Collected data

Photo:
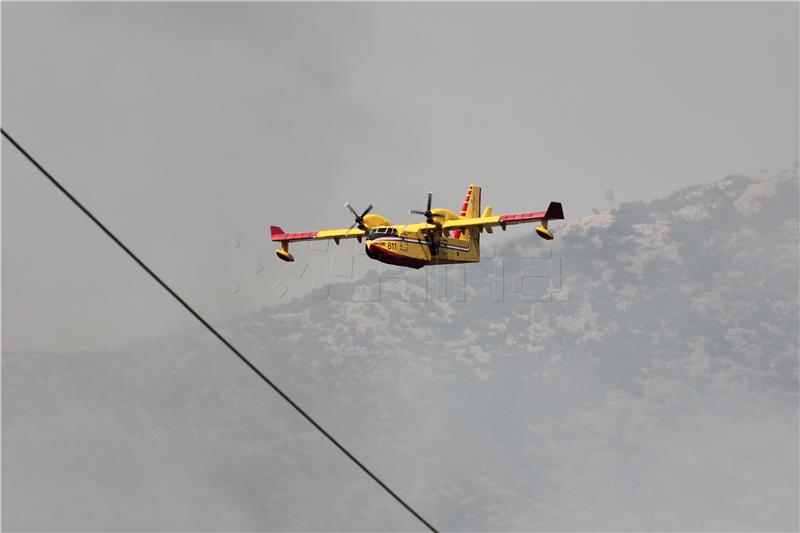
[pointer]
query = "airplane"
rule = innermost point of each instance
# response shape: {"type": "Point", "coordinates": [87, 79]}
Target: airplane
{"type": "Point", "coordinates": [444, 237]}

WHAT THE TASK REQUIRES
Without the pictures, reproduce every record exactly as it appears above.

FINISHED EXERCISE
Photo:
[pointer]
query = "airplane"
rule = innermost point of each instance
# response shape: {"type": "Point", "coordinates": [87, 79]}
Target: airplane
{"type": "Point", "coordinates": [444, 237]}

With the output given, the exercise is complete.